» **Data to use**
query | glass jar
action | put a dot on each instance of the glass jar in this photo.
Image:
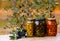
(29, 27)
(40, 27)
(51, 26)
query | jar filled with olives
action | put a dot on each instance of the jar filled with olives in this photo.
(40, 27)
(29, 27)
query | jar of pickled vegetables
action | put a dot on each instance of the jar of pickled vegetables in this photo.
(40, 27)
(51, 26)
(29, 27)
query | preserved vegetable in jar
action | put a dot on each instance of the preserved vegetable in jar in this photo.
(40, 27)
(29, 28)
(51, 26)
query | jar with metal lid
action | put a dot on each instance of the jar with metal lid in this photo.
(51, 26)
(29, 27)
(40, 27)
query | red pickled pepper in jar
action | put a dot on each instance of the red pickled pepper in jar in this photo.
(51, 27)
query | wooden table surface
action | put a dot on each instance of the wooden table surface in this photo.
(56, 38)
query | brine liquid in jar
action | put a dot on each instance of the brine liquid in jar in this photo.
(51, 27)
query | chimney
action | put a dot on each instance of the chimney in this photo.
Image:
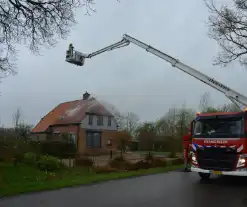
(86, 95)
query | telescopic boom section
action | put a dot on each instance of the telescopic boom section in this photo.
(234, 96)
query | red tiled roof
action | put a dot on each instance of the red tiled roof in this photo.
(70, 112)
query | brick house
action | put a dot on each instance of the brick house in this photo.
(88, 122)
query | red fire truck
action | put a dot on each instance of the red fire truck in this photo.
(219, 140)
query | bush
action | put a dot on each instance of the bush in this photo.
(30, 158)
(178, 161)
(141, 165)
(49, 163)
(172, 154)
(119, 163)
(149, 157)
(61, 149)
(105, 169)
(157, 162)
(83, 162)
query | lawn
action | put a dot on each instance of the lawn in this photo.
(20, 179)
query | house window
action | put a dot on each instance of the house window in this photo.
(72, 138)
(93, 139)
(100, 120)
(109, 120)
(90, 120)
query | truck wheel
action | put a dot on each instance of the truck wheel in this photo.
(204, 176)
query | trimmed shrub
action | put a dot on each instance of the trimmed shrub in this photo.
(83, 162)
(178, 161)
(149, 157)
(61, 149)
(172, 154)
(142, 165)
(157, 162)
(49, 163)
(105, 169)
(30, 158)
(120, 163)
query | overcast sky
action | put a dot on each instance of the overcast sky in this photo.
(130, 78)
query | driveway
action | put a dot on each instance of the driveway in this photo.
(172, 189)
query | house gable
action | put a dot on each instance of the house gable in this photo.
(93, 123)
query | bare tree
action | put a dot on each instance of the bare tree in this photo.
(228, 26)
(34, 24)
(132, 121)
(16, 117)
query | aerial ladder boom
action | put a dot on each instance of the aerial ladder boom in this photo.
(78, 58)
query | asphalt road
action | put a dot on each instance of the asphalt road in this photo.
(172, 189)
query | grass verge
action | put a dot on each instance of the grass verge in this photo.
(22, 179)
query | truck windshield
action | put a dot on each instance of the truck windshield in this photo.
(219, 128)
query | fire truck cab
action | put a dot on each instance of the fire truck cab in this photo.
(219, 144)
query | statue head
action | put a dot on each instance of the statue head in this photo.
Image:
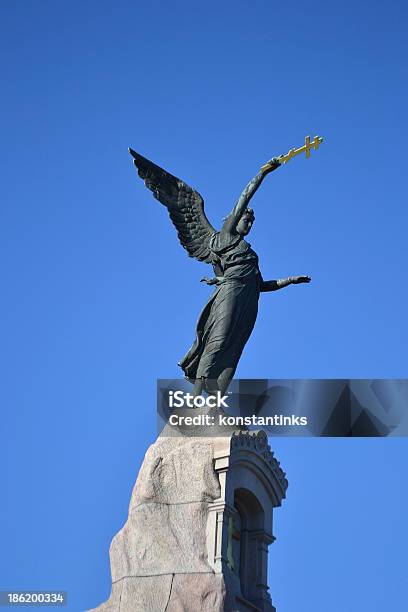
(245, 223)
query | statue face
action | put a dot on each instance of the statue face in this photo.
(245, 224)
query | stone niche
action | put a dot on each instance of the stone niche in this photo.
(199, 527)
(240, 521)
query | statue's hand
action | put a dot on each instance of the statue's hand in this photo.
(210, 281)
(296, 280)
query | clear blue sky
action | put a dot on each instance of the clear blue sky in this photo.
(99, 300)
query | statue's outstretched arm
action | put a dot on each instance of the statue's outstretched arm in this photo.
(233, 218)
(274, 285)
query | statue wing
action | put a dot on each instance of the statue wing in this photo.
(185, 206)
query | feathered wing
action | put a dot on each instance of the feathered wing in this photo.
(185, 206)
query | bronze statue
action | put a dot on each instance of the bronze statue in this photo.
(228, 318)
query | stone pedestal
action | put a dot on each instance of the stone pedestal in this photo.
(199, 527)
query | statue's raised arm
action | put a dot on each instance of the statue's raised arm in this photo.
(231, 222)
(184, 204)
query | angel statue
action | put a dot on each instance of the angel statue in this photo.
(228, 318)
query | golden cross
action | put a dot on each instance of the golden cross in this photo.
(307, 147)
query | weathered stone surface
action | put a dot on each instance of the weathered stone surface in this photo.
(198, 592)
(199, 527)
(161, 539)
(135, 594)
(177, 471)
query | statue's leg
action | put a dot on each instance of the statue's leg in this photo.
(198, 386)
(224, 379)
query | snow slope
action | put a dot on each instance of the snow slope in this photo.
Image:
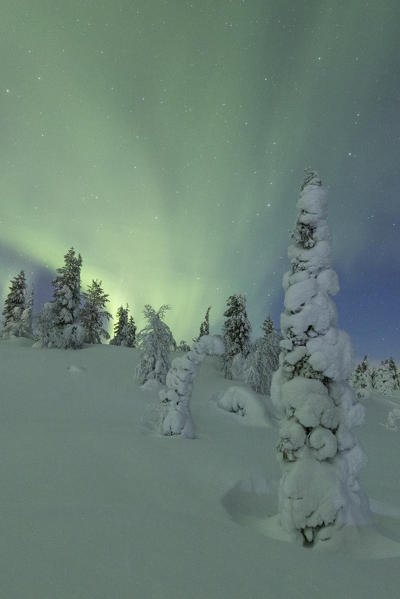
(95, 504)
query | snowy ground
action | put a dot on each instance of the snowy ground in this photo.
(96, 505)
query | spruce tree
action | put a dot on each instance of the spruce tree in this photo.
(131, 333)
(17, 310)
(93, 313)
(236, 332)
(59, 325)
(120, 327)
(320, 457)
(155, 342)
(205, 325)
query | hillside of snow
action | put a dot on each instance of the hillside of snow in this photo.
(96, 504)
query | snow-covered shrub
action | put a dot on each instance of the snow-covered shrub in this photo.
(245, 403)
(320, 457)
(236, 332)
(155, 342)
(175, 398)
(393, 420)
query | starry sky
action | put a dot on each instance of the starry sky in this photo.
(166, 140)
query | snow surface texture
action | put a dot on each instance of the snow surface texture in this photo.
(243, 402)
(177, 419)
(319, 490)
(95, 507)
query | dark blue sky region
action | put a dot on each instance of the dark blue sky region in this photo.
(166, 141)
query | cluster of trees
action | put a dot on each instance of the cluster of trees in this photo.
(384, 378)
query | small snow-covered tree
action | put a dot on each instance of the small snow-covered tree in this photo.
(59, 324)
(155, 341)
(361, 378)
(131, 333)
(183, 346)
(236, 333)
(121, 327)
(177, 419)
(205, 325)
(386, 377)
(17, 310)
(262, 360)
(93, 313)
(320, 457)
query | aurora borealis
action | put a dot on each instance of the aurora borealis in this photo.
(166, 141)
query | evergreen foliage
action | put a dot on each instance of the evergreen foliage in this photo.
(236, 332)
(320, 456)
(93, 313)
(262, 360)
(205, 325)
(59, 323)
(17, 310)
(155, 341)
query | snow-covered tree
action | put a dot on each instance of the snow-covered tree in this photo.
(361, 378)
(155, 341)
(236, 332)
(262, 360)
(386, 377)
(17, 310)
(183, 346)
(93, 313)
(120, 327)
(320, 457)
(124, 329)
(59, 323)
(177, 419)
(205, 325)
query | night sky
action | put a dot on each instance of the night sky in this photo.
(166, 141)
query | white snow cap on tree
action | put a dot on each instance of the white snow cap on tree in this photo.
(320, 457)
(177, 419)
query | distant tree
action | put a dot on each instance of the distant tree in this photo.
(120, 327)
(236, 332)
(386, 377)
(361, 379)
(155, 341)
(262, 360)
(183, 346)
(18, 309)
(205, 325)
(93, 313)
(319, 491)
(59, 324)
(131, 333)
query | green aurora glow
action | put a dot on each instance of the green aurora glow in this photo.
(166, 140)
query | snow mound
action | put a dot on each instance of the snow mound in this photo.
(246, 404)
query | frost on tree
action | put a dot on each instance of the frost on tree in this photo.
(93, 313)
(155, 342)
(17, 310)
(386, 378)
(361, 378)
(319, 489)
(124, 329)
(262, 360)
(205, 325)
(177, 419)
(59, 324)
(236, 335)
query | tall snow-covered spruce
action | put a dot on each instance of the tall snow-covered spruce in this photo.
(319, 490)
(59, 324)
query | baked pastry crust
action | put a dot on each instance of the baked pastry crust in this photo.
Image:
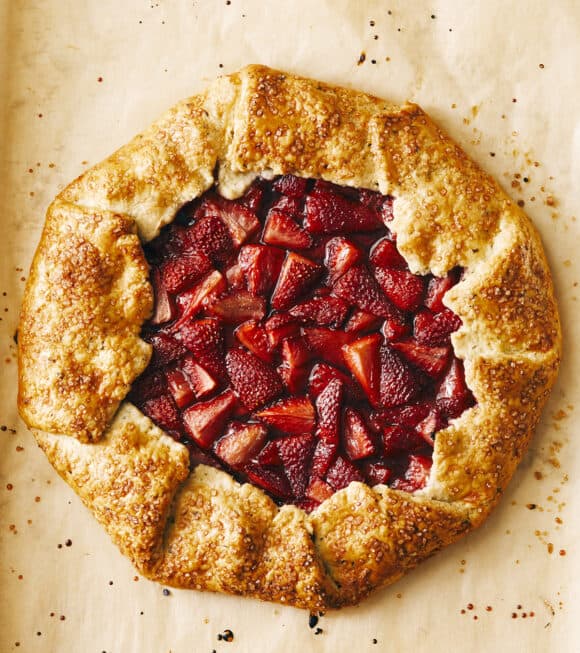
(88, 295)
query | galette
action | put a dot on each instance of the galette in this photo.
(288, 342)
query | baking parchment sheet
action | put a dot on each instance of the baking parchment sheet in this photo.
(79, 79)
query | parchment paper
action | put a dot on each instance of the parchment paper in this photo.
(77, 80)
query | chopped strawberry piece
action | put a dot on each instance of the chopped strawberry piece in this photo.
(341, 255)
(292, 415)
(333, 213)
(240, 443)
(148, 385)
(295, 452)
(193, 300)
(434, 329)
(432, 360)
(291, 206)
(297, 276)
(269, 454)
(163, 412)
(322, 374)
(453, 396)
(359, 287)
(166, 348)
(376, 473)
(328, 409)
(360, 322)
(430, 425)
(291, 185)
(385, 255)
(318, 490)
(179, 387)
(205, 340)
(240, 220)
(323, 311)
(239, 306)
(211, 236)
(416, 475)
(324, 455)
(253, 336)
(408, 415)
(358, 442)
(327, 344)
(201, 382)
(399, 384)
(177, 274)
(282, 230)
(254, 381)
(271, 480)
(164, 309)
(261, 265)
(280, 327)
(362, 358)
(403, 288)
(342, 473)
(437, 288)
(398, 439)
(205, 420)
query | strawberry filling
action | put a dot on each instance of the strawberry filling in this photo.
(293, 347)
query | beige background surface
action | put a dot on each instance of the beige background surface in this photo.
(77, 80)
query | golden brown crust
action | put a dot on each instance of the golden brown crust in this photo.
(87, 297)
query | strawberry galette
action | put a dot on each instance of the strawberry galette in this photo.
(288, 342)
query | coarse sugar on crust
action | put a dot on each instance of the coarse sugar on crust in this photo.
(88, 296)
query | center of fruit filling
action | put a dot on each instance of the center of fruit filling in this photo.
(292, 346)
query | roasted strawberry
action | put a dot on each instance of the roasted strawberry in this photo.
(295, 452)
(398, 384)
(211, 236)
(261, 265)
(283, 231)
(432, 360)
(453, 396)
(358, 441)
(253, 336)
(385, 255)
(255, 382)
(434, 329)
(205, 420)
(179, 387)
(328, 409)
(290, 185)
(359, 288)
(238, 306)
(416, 475)
(297, 276)
(240, 443)
(205, 340)
(200, 380)
(327, 344)
(437, 288)
(398, 439)
(333, 213)
(318, 490)
(362, 358)
(403, 288)
(271, 480)
(323, 311)
(163, 412)
(342, 473)
(341, 255)
(292, 415)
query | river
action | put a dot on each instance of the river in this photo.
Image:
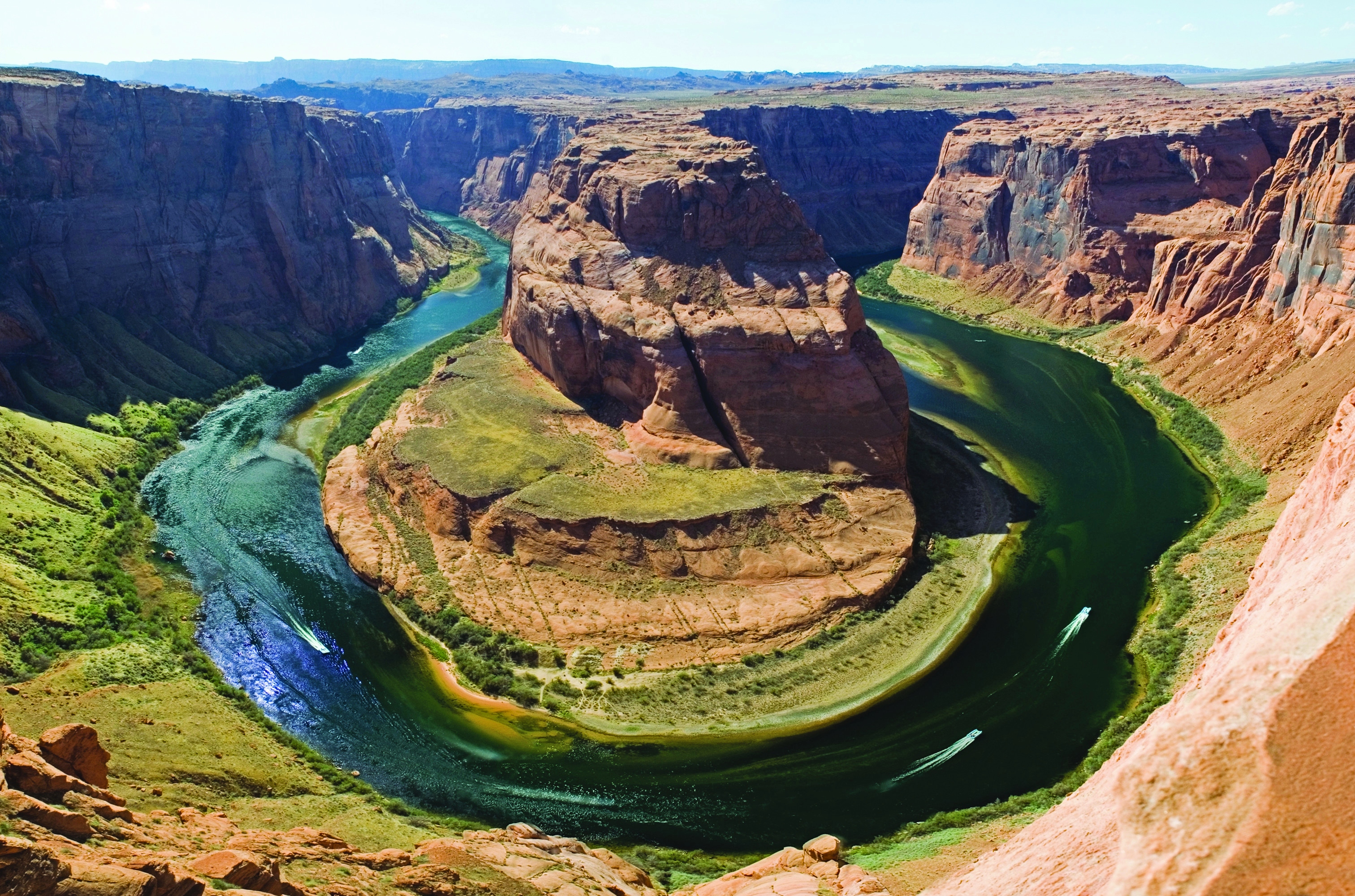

» **Exercise description**
How many of the lines above contain the string "river"? Case counts. Reply with the number only.

» **Answer to this problem**
2